### TASK REQUIREMENTS
a - In the power-trace analysis text, how was the resulting curve point P recovered for each signature?
b - Using only what the power-trace analysis text states, explain why the exploitable window of several thousand points is thought to be the conversion from projective to affine coordinates.
c - Write the next part of the power-trace analysis text, picking up after its last sentence.

### SOURCE TEXT
---
I was able to get a lot of signatures of the same message, and to record a power trace each time. Using signature verification, I was able to also retrieve the resulting curve point P each time.
The scalar multiplication algorithm is probably performed left to right, bit by bit, as a sequence of double and add operations.
My reasonable assumption is that the developers used the usual formulas: [point addition](https://www.hyperelliptic.org/EFD/g1p/auto-shortw-jacobian.html#addition-add-2007-bl) and [point doubling](https://www.hyperelliptic.org/EFD/g1p/auto-shortw-jacobian.html#doubling-dbl-2007-bl)
After some time analyzing the traces, I have come to the conclusion that the implementation is really well protected, as I couldn't find any meaningful signal relative to these operations.
However, a small window of several thousands of points seems to be exploitable. This leakage occurs right after the numerous similar patterns of the scalar multiplication, and they should hence correspond to the conversion of the point from a projective coordinates representation to an affine coordinates representation.
---
### PROVIDED DATA
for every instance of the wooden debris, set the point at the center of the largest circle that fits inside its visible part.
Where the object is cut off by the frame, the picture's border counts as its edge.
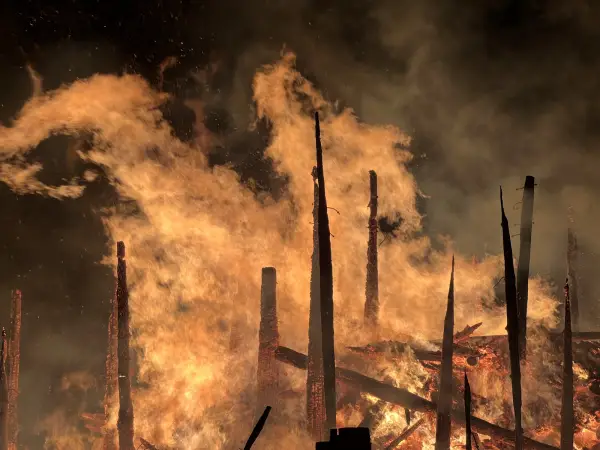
---
### PER-TASK OUTPUTS
a - It was recovered using signature verification.

b - The leakage occurs right after the many similar patterns of the scalar multiplication. Because of that position, it should correspond to converting the resulting point from projective to affine coordinates.

c -
Once again, I have a reasonable assumption that the algorithm used to perform the inversion of the Z coordinate is the classic extended binary GCD, that is described for example in Algorithm 1. [here](https://eprint.iacr.org/2020/972.pdf).
I don't have any idea what to do of all this, but I really need this private key!
I extracted from my traces the relevant window. You can download the resulting campaign as an hdf5 file [here](https://cdn.donjon-ctf.io/all_signatures.h5).
Can you help me retrieve the private key?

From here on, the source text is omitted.